§ Exercise
From the mailing-list post below on INTEGER versus INT32, set down word for word the passage starting at "More specifically, INTEGER" and ending at "currently be.".

::: Document text :::

[M3devel] INTEGER vice INT32
Peter Eiserloh
eiserlohpp at yahoo.com
Thu Dec 17 17:18:32 CET 2009
Hi Tony,
Both Jay, and yourself have valid points.
One can classify the two kinds of types, as implicit, and
explicit.
More specifically, INTEGER is implicit, and is useful for
in-memory representation. This was especially important
when machine registers were very different between machines.
Very few remember the days of 18-bit words, with 9-bit
bytes (thank you!). An implicit type is very useful,
when you are not worried about external representation
and all one needs is the logical behavior of the type,
independent of the particular machine on which one may
currently be.
Explicit types are much more useful, if not imperative,
when defining data types for external storage (in files,
or network protocols).
For binary file IO many people take a naive approach, and
simply overlay a data structure onto the file stream.
This ignores the potential difference in sizes of implicit
types, and their endianess. A more careful method of
doing binary files, is to distinguish the external from
the internal representation, and have procedures to do
the IO a field at a time. See binIO.
Back in the late 1980's, and early 1990s, I had an Amiga
computer, and had two different "C" compilers: Aztec, C
and SAS/C. The Aztec compiler int was 16-bits, whereas
the SAS/C int was 32 bits. As you can imagine this caused
all sorts of havoc. The Amiga system includes were
rewritten with somewhat more explicit types. These were
macros such as ULONG, SLONG, USHORT, SSHORT, UBYTE, and
SBYTE.

::: Stored data :::

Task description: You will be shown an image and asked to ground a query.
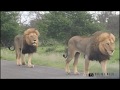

:::

§ Expected output
More specifically, INTEGER is implicit, and is useful for
in-memory representation. This was especially important
when machine registers were very different between machines.
Very few remember the days of 18-bit words, with 9-bit
bytes (thank you!). An implicit type is very useful,
when you are not worried about external representation
and all one needs is the logical behavior of the type,
independent of the particular machine on which one may
currently be.